Select every line of the records that contains the word "wall" and copy those lines.

* [Extracted material]
(begin)
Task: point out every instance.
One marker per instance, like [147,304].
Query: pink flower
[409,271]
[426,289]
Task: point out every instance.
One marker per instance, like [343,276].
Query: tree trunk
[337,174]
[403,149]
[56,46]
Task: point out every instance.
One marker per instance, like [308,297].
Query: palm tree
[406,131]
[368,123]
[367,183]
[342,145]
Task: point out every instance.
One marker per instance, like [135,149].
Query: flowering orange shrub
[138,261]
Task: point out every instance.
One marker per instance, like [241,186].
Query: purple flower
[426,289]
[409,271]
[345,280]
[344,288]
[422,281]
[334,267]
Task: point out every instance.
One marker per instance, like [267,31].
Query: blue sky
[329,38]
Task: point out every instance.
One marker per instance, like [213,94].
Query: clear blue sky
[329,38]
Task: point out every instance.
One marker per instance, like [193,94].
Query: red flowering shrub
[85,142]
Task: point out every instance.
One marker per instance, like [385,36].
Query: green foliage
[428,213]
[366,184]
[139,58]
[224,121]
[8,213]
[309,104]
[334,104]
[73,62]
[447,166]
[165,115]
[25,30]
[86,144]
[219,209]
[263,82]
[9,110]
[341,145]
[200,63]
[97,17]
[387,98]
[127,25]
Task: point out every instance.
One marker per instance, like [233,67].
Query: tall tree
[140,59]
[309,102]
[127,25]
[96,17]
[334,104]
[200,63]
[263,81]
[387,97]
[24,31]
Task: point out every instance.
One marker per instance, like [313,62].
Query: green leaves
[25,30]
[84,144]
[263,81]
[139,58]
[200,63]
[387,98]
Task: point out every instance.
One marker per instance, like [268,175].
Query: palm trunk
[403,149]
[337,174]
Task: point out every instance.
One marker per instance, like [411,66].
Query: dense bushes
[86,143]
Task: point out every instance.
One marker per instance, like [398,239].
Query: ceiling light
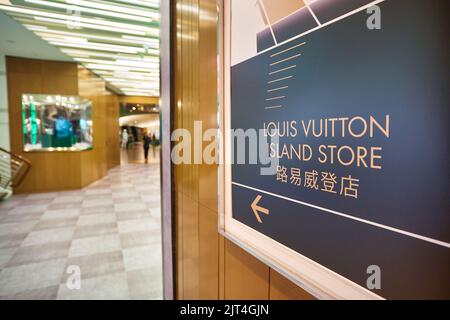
[106,13]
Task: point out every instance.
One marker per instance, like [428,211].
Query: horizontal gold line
[273,107]
[278,89]
[281,70]
[289,49]
[281,79]
[284,60]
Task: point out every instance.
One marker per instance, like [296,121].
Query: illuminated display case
[56,123]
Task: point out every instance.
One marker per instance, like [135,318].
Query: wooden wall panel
[207,265]
[283,289]
[54,171]
[208,254]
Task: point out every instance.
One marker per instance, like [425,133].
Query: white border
[309,275]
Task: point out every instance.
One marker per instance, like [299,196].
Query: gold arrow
[257,209]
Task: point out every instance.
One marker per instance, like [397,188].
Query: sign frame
[314,278]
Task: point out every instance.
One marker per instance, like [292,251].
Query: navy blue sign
[362,119]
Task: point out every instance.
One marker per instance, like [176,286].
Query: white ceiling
[116,39]
[17,41]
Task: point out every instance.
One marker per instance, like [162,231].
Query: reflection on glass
[56,123]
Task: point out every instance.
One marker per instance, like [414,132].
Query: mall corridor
[111,230]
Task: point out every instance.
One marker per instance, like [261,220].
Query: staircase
[13,170]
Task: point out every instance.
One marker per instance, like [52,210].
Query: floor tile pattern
[111,230]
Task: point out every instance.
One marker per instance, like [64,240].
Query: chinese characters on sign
[346,186]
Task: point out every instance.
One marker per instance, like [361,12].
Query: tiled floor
[110,230]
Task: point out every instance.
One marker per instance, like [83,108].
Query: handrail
[24,163]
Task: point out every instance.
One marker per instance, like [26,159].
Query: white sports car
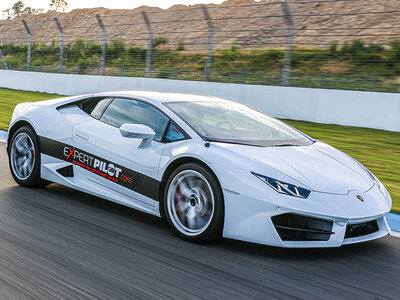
[213,168]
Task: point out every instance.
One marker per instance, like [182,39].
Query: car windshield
[231,122]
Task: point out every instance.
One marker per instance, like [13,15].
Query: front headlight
[283,187]
[378,182]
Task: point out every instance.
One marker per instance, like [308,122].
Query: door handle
[81,135]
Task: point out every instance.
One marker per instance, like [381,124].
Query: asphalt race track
[59,243]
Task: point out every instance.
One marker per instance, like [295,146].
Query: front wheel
[24,158]
[194,203]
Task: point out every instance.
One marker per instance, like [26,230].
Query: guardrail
[352,108]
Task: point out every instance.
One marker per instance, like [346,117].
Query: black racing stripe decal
[118,174]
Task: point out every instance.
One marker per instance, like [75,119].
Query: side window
[95,106]
[122,111]
[174,133]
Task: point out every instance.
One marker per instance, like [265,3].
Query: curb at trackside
[392,219]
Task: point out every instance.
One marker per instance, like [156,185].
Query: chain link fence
[339,44]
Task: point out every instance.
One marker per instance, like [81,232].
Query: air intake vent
[291,227]
[66,171]
[356,230]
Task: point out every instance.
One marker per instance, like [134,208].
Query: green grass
[10,98]
[378,150]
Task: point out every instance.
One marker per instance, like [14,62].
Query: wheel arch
[171,167]
[15,127]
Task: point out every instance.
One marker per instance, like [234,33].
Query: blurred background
[334,44]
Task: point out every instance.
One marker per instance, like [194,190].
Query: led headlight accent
[378,183]
[283,187]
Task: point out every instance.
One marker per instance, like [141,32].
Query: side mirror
[138,131]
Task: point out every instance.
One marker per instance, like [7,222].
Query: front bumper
[251,219]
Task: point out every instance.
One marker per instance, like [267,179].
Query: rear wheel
[24,158]
[194,204]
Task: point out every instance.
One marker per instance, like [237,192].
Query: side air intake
[292,227]
[66,171]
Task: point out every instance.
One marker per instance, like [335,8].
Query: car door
[117,164]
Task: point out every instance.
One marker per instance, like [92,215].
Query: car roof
[159,97]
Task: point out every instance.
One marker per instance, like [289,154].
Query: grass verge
[378,150]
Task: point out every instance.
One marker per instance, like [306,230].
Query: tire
[194,204]
[24,158]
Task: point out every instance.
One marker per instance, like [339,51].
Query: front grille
[292,227]
[356,230]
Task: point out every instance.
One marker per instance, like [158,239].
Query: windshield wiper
[284,145]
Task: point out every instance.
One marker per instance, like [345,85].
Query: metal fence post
[149,43]
[61,45]
[210,36]
[103,48]
[29,45]
[4,60]
[285,80]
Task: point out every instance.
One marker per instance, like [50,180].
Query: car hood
[318,167]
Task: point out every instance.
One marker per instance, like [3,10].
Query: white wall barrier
(end)
* [Task result]
Query: wooden wall panel
Query: white wall barrier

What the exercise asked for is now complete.